* Activity
In the listing below, find the line holding "Target: grass patch" and the line holding "column 357, row 242". Write out those two lines and all lines between, exactly, and nothing more.

* Provided information
========================================================================
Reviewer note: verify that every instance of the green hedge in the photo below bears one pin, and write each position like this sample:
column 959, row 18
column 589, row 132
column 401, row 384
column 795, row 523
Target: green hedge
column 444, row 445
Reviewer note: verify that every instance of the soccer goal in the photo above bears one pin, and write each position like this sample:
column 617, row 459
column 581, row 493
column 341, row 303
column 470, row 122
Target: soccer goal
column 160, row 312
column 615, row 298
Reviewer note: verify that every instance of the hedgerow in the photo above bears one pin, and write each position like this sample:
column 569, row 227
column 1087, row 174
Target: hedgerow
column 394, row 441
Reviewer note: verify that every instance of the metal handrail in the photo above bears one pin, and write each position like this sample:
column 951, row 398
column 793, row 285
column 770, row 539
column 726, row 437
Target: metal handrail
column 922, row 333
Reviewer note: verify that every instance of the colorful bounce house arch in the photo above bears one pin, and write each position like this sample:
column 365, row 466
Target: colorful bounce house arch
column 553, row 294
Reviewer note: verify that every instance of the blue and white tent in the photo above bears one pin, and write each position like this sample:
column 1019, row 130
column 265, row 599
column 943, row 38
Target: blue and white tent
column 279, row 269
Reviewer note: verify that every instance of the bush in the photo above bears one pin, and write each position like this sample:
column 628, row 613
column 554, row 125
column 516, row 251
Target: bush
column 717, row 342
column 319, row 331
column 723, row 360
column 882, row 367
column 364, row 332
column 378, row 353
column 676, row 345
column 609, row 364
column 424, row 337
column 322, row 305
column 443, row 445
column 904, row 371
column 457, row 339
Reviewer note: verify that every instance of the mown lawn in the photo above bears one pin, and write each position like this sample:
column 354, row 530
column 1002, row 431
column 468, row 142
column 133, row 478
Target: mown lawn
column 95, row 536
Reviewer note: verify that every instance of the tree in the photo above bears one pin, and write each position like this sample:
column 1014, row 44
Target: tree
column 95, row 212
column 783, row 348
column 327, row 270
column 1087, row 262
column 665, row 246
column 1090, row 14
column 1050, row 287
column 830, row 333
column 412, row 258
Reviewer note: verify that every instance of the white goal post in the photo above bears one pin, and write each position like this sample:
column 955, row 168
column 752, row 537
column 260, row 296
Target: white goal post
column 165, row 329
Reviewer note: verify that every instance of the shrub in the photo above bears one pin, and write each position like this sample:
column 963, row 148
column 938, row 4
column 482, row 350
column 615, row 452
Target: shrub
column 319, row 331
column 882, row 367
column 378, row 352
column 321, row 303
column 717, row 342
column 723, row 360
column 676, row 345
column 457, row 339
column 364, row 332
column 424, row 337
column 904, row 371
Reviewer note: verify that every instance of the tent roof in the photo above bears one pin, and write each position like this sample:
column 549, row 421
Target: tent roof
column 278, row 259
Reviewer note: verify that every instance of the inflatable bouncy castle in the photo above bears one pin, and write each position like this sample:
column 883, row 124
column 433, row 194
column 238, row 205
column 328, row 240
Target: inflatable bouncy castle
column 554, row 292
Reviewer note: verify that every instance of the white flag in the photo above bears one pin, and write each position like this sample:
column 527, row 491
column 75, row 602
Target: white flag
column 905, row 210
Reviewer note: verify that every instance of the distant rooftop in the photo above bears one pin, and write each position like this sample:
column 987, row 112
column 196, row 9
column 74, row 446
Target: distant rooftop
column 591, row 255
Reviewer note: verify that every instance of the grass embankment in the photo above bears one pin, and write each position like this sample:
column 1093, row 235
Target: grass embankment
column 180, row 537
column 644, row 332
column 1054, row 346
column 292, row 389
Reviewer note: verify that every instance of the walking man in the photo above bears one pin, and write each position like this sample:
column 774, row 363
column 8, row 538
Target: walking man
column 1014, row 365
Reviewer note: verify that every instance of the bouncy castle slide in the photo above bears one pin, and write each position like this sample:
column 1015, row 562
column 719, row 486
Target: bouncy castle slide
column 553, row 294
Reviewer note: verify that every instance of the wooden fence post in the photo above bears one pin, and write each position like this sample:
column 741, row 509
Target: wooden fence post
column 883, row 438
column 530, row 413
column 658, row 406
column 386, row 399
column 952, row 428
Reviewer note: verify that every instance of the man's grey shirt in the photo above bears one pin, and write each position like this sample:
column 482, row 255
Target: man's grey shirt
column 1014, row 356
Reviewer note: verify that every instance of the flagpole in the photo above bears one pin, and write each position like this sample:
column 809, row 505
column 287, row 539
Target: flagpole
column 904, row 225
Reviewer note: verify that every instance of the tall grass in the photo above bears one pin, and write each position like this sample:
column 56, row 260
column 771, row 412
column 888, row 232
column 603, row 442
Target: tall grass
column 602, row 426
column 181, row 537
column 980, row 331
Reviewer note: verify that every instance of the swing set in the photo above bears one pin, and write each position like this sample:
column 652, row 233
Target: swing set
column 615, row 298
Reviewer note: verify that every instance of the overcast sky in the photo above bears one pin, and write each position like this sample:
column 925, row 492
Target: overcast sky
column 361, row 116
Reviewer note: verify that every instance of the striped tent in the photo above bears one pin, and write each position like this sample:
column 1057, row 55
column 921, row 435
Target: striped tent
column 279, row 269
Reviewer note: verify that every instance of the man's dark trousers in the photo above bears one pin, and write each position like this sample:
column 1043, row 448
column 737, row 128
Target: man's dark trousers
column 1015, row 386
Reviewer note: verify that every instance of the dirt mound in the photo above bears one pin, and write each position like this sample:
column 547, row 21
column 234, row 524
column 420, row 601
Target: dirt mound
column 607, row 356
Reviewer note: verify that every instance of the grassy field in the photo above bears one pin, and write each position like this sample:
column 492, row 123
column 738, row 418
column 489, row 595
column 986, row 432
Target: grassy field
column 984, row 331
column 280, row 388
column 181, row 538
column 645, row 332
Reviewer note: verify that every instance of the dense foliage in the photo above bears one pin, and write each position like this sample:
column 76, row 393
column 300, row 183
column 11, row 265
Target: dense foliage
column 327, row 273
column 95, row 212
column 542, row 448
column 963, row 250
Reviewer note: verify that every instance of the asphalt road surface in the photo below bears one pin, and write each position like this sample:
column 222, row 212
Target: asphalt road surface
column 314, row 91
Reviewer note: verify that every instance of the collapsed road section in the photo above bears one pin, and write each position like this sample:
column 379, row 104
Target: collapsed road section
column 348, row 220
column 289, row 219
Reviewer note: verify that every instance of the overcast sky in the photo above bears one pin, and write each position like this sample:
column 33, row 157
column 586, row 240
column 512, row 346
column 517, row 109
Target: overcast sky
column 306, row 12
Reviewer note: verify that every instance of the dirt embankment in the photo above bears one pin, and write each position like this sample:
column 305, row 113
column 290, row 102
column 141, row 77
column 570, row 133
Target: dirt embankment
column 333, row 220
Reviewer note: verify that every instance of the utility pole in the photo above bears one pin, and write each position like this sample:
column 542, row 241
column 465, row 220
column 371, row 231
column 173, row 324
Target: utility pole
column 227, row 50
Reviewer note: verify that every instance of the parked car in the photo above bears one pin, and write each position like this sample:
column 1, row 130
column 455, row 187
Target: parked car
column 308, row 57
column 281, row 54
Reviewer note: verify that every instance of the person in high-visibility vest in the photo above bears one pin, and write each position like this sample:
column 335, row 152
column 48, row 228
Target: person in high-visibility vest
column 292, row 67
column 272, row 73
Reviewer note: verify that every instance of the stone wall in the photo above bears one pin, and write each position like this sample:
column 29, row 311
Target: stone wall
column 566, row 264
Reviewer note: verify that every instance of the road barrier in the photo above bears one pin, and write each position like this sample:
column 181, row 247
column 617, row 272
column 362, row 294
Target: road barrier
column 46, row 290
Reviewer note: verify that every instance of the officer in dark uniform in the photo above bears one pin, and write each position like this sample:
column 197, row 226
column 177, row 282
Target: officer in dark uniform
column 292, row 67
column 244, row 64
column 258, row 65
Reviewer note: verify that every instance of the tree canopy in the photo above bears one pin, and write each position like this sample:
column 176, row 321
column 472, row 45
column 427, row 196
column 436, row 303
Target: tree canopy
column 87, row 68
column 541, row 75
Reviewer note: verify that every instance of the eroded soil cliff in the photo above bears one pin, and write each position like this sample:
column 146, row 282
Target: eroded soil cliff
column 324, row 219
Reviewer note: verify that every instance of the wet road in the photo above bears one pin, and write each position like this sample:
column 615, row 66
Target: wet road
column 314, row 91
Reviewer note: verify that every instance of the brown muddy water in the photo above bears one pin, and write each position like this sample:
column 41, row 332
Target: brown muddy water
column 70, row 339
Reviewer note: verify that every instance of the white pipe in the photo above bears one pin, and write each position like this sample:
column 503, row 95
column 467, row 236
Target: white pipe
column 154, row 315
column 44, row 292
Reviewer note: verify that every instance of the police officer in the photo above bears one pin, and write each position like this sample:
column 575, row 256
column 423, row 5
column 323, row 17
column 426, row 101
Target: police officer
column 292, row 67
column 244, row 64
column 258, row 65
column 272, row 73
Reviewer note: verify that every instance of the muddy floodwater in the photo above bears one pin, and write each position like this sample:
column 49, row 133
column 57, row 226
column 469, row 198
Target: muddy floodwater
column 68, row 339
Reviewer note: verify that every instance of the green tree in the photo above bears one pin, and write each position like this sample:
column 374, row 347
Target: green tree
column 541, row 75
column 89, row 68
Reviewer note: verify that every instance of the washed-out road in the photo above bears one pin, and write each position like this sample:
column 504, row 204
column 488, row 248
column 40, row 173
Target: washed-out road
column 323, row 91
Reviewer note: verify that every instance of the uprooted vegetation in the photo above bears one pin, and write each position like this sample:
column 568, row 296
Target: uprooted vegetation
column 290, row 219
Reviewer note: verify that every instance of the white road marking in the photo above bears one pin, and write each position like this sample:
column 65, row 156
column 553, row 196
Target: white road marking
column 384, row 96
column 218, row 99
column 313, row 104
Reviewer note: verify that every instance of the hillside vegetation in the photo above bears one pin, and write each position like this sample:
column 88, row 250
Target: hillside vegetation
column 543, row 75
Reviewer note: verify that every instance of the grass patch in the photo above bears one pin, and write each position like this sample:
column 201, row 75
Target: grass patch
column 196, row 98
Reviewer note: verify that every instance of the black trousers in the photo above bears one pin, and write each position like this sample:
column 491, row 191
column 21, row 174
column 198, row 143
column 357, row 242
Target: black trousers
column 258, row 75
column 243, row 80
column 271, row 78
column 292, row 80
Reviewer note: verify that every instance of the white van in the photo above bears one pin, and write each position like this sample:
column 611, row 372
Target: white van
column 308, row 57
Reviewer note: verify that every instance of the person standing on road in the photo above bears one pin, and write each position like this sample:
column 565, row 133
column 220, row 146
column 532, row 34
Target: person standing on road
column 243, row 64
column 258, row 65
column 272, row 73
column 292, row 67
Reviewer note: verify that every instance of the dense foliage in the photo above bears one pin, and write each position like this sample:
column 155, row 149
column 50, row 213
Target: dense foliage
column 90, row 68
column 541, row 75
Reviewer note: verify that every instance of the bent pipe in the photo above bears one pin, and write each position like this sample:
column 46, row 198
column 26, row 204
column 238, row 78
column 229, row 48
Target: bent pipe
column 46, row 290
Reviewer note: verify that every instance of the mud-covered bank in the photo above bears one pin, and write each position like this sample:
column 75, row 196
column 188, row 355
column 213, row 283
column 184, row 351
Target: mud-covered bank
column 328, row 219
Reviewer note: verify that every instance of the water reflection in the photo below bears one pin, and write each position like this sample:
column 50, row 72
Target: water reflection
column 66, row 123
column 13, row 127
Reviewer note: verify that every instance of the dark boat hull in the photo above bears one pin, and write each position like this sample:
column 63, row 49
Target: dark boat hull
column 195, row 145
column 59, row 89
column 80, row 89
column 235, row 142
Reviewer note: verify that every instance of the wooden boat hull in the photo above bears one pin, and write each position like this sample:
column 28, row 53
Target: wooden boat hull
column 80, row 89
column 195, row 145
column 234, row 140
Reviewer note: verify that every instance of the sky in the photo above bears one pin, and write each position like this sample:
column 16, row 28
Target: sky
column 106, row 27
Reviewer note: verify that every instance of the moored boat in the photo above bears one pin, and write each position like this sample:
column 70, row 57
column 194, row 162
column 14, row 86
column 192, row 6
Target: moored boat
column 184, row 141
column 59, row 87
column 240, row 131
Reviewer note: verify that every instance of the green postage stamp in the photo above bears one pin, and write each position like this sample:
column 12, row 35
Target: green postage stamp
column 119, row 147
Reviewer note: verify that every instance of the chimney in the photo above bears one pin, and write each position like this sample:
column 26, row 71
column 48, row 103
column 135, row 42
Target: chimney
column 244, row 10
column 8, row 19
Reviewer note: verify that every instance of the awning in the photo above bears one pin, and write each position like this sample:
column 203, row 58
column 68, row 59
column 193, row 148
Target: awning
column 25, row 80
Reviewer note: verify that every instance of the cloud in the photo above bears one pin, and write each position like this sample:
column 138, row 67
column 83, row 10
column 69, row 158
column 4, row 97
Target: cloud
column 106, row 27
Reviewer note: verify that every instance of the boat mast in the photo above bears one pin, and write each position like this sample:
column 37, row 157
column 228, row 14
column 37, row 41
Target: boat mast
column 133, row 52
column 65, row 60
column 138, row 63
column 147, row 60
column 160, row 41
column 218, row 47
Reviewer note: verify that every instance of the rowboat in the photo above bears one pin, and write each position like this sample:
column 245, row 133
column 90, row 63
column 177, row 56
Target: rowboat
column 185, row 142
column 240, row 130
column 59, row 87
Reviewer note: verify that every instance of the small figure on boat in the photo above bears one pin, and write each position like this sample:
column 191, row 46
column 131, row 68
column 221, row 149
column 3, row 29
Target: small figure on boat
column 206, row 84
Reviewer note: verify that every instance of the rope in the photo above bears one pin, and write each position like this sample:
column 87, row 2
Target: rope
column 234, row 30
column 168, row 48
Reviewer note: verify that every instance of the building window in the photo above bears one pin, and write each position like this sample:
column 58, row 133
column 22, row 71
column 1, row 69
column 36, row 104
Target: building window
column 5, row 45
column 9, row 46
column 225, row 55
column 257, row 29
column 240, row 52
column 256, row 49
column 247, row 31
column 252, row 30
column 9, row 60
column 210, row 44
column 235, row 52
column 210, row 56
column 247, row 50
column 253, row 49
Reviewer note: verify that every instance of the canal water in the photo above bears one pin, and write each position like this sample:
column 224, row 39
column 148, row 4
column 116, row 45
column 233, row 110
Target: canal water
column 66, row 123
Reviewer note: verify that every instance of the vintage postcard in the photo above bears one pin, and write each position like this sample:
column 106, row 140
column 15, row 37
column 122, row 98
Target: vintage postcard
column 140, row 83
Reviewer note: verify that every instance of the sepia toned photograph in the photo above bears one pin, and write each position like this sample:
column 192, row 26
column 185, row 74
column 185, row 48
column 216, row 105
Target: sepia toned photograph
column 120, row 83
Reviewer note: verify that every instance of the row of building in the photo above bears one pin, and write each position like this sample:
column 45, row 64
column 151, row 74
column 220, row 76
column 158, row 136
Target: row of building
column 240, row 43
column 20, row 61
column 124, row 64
========================================================================
* Solved problem
Target: grass patch
column 196, row 98
Reviewer note: verify that every instance of the black trousers in the photo above bears one pin, and write each position like this sample:
column 491, row 191
column 21, row 174
column 198, row 143
column 357, row 242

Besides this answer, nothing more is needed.